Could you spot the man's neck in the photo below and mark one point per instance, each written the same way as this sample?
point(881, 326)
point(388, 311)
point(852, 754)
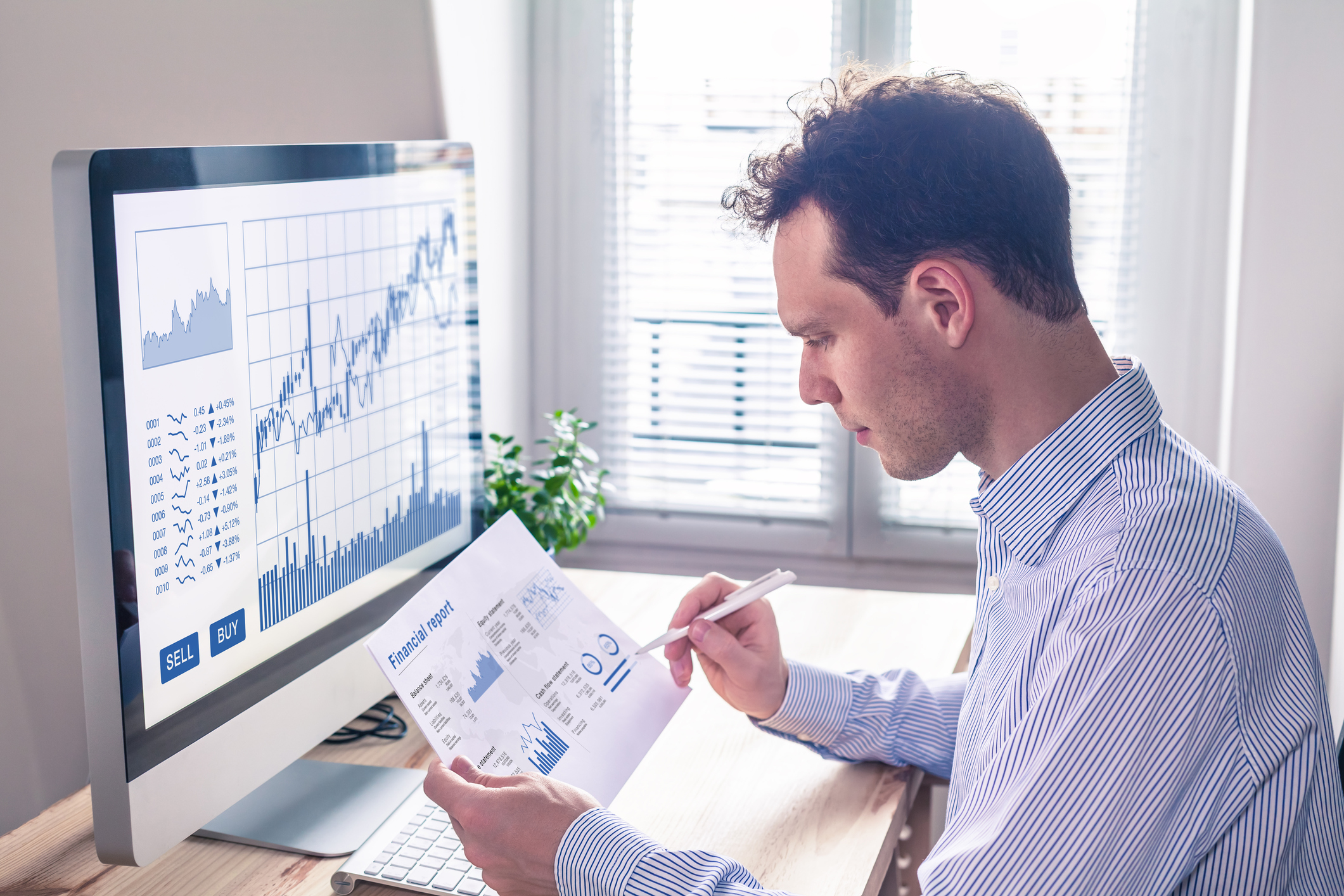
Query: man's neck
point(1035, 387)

--

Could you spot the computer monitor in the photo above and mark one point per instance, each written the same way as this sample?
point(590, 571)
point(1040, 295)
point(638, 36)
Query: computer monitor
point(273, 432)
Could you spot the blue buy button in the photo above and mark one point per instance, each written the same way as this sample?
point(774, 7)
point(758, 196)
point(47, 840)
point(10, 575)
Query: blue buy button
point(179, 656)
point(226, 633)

• [WRITTEN TASK]
Would you set down the records from the line with "Could you spot the man's" to the line with "point(1035, 387)", both included, word for word and without the pictures?

• [SOLUTION TO THIS TASK]
Could you spot the man's neck in the photo below and mark one point per instance, each written the same way as this sample?
point(881, 326)
point(388, 311)
point(852, 754)
Query: man's neck
point(1035, 387)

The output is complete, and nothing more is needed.